**** INPUT ROWS
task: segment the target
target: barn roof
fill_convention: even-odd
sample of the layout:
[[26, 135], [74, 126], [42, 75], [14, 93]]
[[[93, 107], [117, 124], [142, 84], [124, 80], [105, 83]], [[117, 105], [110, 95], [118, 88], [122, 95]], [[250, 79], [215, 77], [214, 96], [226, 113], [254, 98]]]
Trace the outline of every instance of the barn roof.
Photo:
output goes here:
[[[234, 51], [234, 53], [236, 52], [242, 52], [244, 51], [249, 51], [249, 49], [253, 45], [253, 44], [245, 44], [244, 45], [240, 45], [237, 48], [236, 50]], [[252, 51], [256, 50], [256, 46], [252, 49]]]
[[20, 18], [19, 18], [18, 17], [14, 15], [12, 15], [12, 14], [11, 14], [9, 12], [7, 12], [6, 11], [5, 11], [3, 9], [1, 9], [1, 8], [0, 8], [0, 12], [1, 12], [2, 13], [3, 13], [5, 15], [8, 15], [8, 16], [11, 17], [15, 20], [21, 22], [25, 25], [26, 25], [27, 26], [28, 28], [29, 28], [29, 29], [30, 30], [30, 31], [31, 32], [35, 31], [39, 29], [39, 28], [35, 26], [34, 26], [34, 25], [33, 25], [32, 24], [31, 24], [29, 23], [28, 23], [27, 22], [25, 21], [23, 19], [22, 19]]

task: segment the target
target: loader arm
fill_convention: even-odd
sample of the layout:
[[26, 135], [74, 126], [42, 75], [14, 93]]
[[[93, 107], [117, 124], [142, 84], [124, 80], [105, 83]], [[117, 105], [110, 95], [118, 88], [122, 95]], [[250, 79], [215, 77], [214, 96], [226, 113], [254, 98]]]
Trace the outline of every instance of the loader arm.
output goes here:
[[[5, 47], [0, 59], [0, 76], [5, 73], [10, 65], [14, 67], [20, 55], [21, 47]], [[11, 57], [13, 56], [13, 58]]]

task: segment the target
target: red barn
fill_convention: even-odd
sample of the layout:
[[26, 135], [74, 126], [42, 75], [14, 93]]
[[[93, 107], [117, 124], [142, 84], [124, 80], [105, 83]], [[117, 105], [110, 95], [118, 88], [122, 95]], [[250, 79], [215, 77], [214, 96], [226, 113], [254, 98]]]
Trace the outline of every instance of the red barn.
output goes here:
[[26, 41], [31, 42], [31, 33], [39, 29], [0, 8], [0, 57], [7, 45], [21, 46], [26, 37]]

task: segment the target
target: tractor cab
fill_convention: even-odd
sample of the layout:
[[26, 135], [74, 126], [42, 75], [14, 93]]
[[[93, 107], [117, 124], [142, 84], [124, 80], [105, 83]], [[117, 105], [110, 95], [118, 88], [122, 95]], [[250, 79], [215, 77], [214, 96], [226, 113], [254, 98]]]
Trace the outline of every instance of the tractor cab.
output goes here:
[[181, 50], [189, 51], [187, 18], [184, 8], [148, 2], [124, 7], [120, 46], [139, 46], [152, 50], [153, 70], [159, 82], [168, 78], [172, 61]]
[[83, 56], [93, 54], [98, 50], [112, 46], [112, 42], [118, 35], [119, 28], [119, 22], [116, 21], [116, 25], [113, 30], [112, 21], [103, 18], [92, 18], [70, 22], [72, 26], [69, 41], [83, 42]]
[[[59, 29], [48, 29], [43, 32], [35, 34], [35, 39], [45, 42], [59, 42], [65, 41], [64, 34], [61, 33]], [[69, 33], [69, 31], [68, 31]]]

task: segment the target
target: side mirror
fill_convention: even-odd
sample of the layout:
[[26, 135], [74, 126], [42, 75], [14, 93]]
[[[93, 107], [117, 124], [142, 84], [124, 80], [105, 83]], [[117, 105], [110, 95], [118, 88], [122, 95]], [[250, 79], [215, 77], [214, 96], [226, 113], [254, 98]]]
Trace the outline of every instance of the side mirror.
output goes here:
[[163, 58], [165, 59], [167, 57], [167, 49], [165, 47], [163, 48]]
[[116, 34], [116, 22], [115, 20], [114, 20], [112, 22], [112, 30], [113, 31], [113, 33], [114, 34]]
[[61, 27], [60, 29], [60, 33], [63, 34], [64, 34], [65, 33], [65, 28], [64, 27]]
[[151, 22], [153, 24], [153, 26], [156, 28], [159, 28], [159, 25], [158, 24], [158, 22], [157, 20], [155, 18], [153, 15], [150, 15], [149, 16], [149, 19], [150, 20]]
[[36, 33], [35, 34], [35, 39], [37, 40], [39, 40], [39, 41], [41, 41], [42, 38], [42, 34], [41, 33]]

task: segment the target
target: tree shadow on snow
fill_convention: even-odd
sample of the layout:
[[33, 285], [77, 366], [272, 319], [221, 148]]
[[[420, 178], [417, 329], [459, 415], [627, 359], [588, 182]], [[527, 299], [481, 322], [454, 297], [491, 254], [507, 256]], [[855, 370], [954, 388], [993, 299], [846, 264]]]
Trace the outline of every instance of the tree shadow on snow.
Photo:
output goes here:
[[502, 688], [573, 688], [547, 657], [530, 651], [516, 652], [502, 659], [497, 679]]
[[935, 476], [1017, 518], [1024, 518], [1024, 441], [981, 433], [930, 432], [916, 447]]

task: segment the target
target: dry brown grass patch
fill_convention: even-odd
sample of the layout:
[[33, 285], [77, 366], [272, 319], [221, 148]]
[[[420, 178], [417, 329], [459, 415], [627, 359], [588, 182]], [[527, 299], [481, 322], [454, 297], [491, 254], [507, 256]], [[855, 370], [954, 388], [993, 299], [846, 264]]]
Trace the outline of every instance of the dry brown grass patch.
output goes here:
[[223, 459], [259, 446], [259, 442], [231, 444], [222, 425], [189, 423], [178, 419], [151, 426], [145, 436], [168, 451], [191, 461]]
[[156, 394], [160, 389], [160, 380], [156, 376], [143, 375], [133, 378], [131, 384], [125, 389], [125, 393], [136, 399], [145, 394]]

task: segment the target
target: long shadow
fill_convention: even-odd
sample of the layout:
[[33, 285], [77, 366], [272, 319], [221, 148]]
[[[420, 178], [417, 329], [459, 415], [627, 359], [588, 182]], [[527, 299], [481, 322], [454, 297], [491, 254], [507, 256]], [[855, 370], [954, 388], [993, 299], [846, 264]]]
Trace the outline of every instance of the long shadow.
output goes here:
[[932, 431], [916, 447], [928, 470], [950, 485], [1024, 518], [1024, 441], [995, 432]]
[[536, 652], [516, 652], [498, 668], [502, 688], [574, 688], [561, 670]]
********
DIRECTIVE |
Retype the data exactly as given.

SOLUTION |
task: segment the target
target: barn roof
fill_convention: even-odd
sample of the layout:
[[26, 135], [74, 126], [42, 75], [14, 93]]
[[[93, 107], [117, 124], [142, 84], [124, 80], [105, 83]], [[117, 105], [110, 95], [118, 88], [122, 95]], [[250, 79], [215, 77], [214, 96], [226, 113], [254, 98]]]
Trace the outline of every instance of the barn roof.
Photo:
output goes here:
[[[234, 51], [234, 53], [236, 52], [242, 52], [244, 51], [249, 51], [249, 49], [253, 45], [253, 44], [245, 44], [244, 45], [240, 45], [237, 48], [236, 50]], [[252, 51], [256, 50], [256, 46], [252, 49]]]
[[20, 18], [19, 18], [18, 17], [14, 15], [12, 15], [12, 14], [11, 14], [9, 12], [7, 12], [6, 11], [5, 11], [3, 9], [1, 9], [1, 8], [0, 8], [0, 12], [1, 12], [2, 13], [3, 13], [5, 15], [8, 15], [8, 16], [11, 17], [15, 20], [21, 22], [25, 25], [26, 25], [27, 26], [28, 28], [29, 28], [29, 29], [30, 30], [30, 31], [31, 32], [35, 31], [39, 29], [39, 28], [35, 26], [34, 26], [34, 25], [33, 25], [32, 24], [31, 24], [29, 23], [28, 23], [27, 22], [25, 21], [23, 19], [22, 19]]

task: segment the target
target: loader arm
fill_convention: even-odd
sample of the layout:
[[26, 135], [74, 126], [42, 75], [14, 93]]
[[[93, 107], [117, 124], [142, 84], [124, 80], [105, 83]], [[117, 105], [110, 95], [118, 88], [122, 95]], [[250, 79], [215, 77], [214, 96], [226, 113], [254, 98]]]
Trace the outline of every instance of the loader arm.
output goes here:
[[[5, 47], [0, 59], [0, 76], [5, 73], [10, 65], [14, 67], [20, 55], [21, 47]], [[11, 57], [13, 56], [13, 58]]]

task: segment the target
target: red barn
fill_convention: even-odd
sample of the layout:
[[26, 135], [74, 126], [42, 75], [14, 93]]
[[[93, 107], [117, 124], [142, 84], [124, 80], [105, 83]], [[117, 105], [110, 95], [118, 88], [122, 95]], [[250, 79], [215, 77], [214, 96], [226, 113], [254, 98]]]
Trace the outline of every instance of the red barn.
output goes here:
[[26, 41], [31, 42], [31, 33], [39, 29], [0, 8], [0, 57], [7, 45], [21, 46], [26, 37]]

task: segment the target
target: tractor cab
fill_convention: even-odd
sample of the layout:
[[26, 135], [74, 126], [42, 75], [14, 93]]
[[[93, 107], [117, 124], [142, 84], [124, 80], [105, 83]], [[117, 105], [110, 95], [118, 88], [122, 95]], [[250, 79], [215, 77], [214, 96], [226, 113], [254, 98]]]
Trace the outline of every instance of the tractor cab.
output goes here:
[[181, 50], [189, 51], [187, 18], [184, 8], [148, 2], [124, 7], [120, 46], [139, 46], [152, 50], [153, 70], [159, 82], [168, 78], [172, 61]]
[[83, 56], [93, 54], [98, 50], [112, 46], [112, 42], [118, 35], [119, 28], [119, 22], [116, 21], [116, 25], [113, 30], [112, 21], [103, 18], [92, 18], [70, 22], [72, 26], [69, 41], [83, 42]]
[[[59, 29], [48, 29], [43, 32], [35, 34], [35, 39], [45, 42], [59, 42], [65, 41], [64, 34], [61, 33]], [[69, 33], [69, 31], [68, 31]]]

task: segment the target
target: side mirror
fill_convention: even-odd
sample of the layout:
[[26, 135], [74, 126], [42, 75], [14, 93]]
[[[93, 107], [117, 124], [142, 84], [124, 80], [105, 83]], [[117, 105], [110, 95], [118, 88], [122, 95]], [[250, 79], [215, 77], [214, 96], [226, 113], [254, 98]]]
Trace the outline of every instance of the side mirror.
output goes here:
[[163, 58], [165, 59], [167, 57], [167, 49], [165, 47], [163, 48]]
[[116, 34], [116, 22], [115, 20], [114, 20], [112, 22], [112, 30], [113, 31], [113, 33], [114, 34]]
[[61, 27], [60, 29], [60, 33], [63, 34], [64, 34], [65, 33], [65, 28], [64, 27]]
[[151, 22], [153, 24], [153, 26], [156, 28], [159, 28], [159, 25], [158, 24], [158, 22], [157, 20], [155, 18], [153, 15], [150, 15], [149, 16], [149, 19], [150, 20]]
[[36, 33], [35, 34], [35, 39], [37, 40], [39, 40], [39, 41], [41, 41], [42, 38], [42, 34], [41, 33]]

task: segment the target
target: tree shadow on snow
fill_convention: even-odd
sample of the layout:
[[33, 285], [77, 366], [272, 319], [221, 148]]
[[[420, 178], [417, 329], [459, 415], [627, 359], [588, 182]], [[527, 299], [481, 322], [454, 297], [491, 254], [507, 256]], [[855, 370], [954, 388], [993, 299], [846, 264]]]
Trace the outline of every instance of the tree shadow on snow.
Photo:
output goes here:
[[502, 688], [573, 688], [547, 657], [530, 651], [516, 652], [502, 659], [497, 679]]
[[935, 476], [1017, 518], [1024, 518], [1024, 441], [981, 433], [930, 432], [916, 447]]

task: segment the target
target: dry brown grass patch
fill_convention: even-odd
sample of the layout:
[[33, 285], [77, 366], [272, 319], [221, 148]]
[[[420, 178], [417, 329], [459, 415], [627, 359], [588, 182]], [[527, 299], [481, 322], [454, 297], [491, 254], [507, 256]], [[855, 370], [954, 388], [993, 299], [846, 264]]]
Trace the outline of every instance of the dry brown grass patch.
output goes here:
[[223, 459], [259, 446], [259, 442], [231, 444], [222, 425], [189, 423], [178, 419], [151, 426], [145, 436], [168, 451], [191, 461]]
[[156, 394], [160, 389], [160, 380], [156, 376], [143, 375], [133, 378], [131, 384], [125, 389], [125, 393], [136, 399], [145, 394]]

task: segment the target
target: long shadow
fill_convention: even-odd
sample of the layout:
[[33, 285], [77, 366], [272, 319], [221, 148]]
[[[420, 178], [417, 329], [459, 415], [627, 359], [588, 182]], [[527, 299], [481, 322], [454, 297], [491, 254], [507, 256]], [[855, 370], [954, 388], [993, 299], [846, 264]]]
Trace the outline of every instance of the long shadow.
output goes here:
[[932, 431], [916, 447], [928, 470], [950, 485], [1024, 518], [1024, 441], [995, 432]]
[[536, 652], [516, 652], [498, 668], [502, 688], [574, 688], [561, 670]]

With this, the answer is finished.